Supplied material →
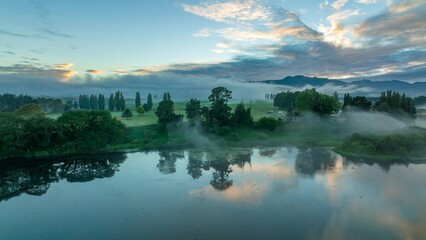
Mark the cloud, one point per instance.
(403, 23)
(202, 33)
(9, 52)
(14, 34)
(339, 4)
(59, 72)
(337, 33)
(94, 71)
(264, 48)
(366, 1)
(232, 11)
(252, 21)
(62, 66)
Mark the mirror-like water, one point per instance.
(213, 194)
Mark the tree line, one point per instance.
(217, 117)
(308, 100)
(27, 131)
(10, 102)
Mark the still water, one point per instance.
(213, 194)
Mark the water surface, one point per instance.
(213, 194)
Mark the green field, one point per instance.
(258, 109)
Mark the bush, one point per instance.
(223, 131)
(267, 123)
(233, 136)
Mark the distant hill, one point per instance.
(364, 86)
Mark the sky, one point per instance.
(51, 47)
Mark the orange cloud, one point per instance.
(62, 66)
(94, 71)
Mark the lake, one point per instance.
(235, 193)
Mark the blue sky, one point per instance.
(108, 44)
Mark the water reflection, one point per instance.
(247, 193)
(36, 177)
(311, 160)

Challenge →
Copy every line of text in the data above verbatim, and leave out the picture.

Reply →
Mark the cloud, one point per instance.
(403, 23)
(202, 33)
(9, 52)
(14, 34)
(339, 4)
(59, 72)
(337, 33)
(94, 71)
(264, 48)
(366, 1)
(232, 11)
(252, 21)
(62, 66)
Mark the mirror-like water, one point per instance.
(213, 194)
Mark the tree line, one point per instance.
(217, 117)
(308, 100)
(27, 131)
(10, 102)
Mark the still water, one point per instance.
(213, 194)
Mark the water surface, one point per instance.
(213, 194)
Mark the green field, one point per instance.
(258, 109)
Mark the bush, one point per instance.
(223, 131)
(267, 123)
(233, 136)
Mark the distant hill, one point per instance.
(364, 86)
Mark the sky, one point per instance.
(51, 47)
Mark the orange cloud, one point per instance.
(62, 66)
(94, 71)
Mark the lake, one point per instance.
(235, 193)
Mark the blue sky, one point per instance.
(108, 44)
Mark the water reflection, one point per instance.
(247, 193)
(36, 177)
(311, 160)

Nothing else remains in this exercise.